Glendale

Hexenjagt

Richard G. Hovannisian ist Professor an der renommierten University of California in Los Angeles. Als Autor umfangreicher wissenschaftlicher Werke zur Geschichte Armeniens, des Genozids an den Armeniern und vor allem zur Geschichte der Republik Armenien in den Jahren 1918-20, genießt er weltweit einen hervorragenden Ruf. Prof. Hovannisian ist zudem der Gründer der „Society for Armenian Studies“ und Mitglied in mehreren Vorständen wissenschaftlicher Institutionen und Verbänden wie „Facing History an Ourselves Foundation“, „The International Institute on the Holocaust and Genocide“, „Foundation for Research on Armenian Architecture“ und dem “Armenian National Institute“. Ferner ist er Mitglied der Redaktionen der Zeitschriften „Armenian Review“, „Ararat“, „Human Rights Review“, „Journal for the Society for Armenian Studies“ und „Mitk“. Vom Katholikos Karekin I wurde Prof. Hovannisian mit dem St. Mesrop Mashtots Orden ausgezeichnet. Die Liste der Ehrungen und Auszeichnungen für Prof. Hovannisian ist lang: Die Akademie der Wissenschaften Armeniens ernannte ihn 1994 als ersten im Ausland lebenden Armenier zu seinem Mitglied. Von der Staatsuniversität Yerevan erhielt er 1994 den Ehrendoktortitel. Die Staatsuniversität von Artsakh verlieh ihm drei Jahre später ebenfalls einen Ehrendoktortitel. Vom Präsidenten der Republik Artsakh erhielt er 2002 den „Mesrop Mashtots“ Orden. Wer würde glauben, dass der Vater des ehemaligen armenischen Außenministers Raffi Hovannisian nun zur Zielscheibe einer Diffamierungskampagne geworden ist, die sich „Gegen die Fälschung der armenischen Geschichte“ nennt?

Aufgaben und Übungen:
A) Von welcher Hochschule erhielt Richard G. Hovannisian laut dem Ausgangstext 1994 den Ehrendoktortitel?
B) Setzen Sie den Text über Richard G. Hovannisian nach seinem letzten Satz fort.

Angezeigte Daten:
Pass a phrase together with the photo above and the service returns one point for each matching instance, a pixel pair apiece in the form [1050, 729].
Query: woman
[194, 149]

Lösungen:
A) Von der Staatsuniversität Yerevan.

B)
Das von Hovannisian 1997 herausgegebene zweibändige Werk „The Armenian People: From Ancient to Modern Times“ beinhaltet Beiträge verschiedener Wissenschaftler zur Geschichte Armeniens und der Armenier. Seitens akademischer Kreise in Armenien wird dieses Werk seit Jahren heftig kritisiert, weil darin zahlreiche – genau 130 – schwerwiegende Fehler enthalten sein sollen. Die Leitung der Fakultät für Armenische Geschichte an der Staatlichen Universität von Yerevan sprach in einer im Dezember 2001 veröffentlichten Stellungnahme von einer „Falschen Armenologischen Schule in den USA“. Hovannisians Buch wurde als „unwissenschaftlich“, „voller Entstellungen“ und als „Anti-Armenisch“ bezeichnet. „Es gibt nur eine armenische Geschichte“, verkündeten die Akademiker in Yerevan. Das Zentrum der Armenologie könne nur im armenischen Heimatland liegen. Sie forderten, dass alle Textbücher für armenische Studien an den Hochschulen in den USA von der Akademie der Wissenschaften Armeniens genehmigt werden müssten.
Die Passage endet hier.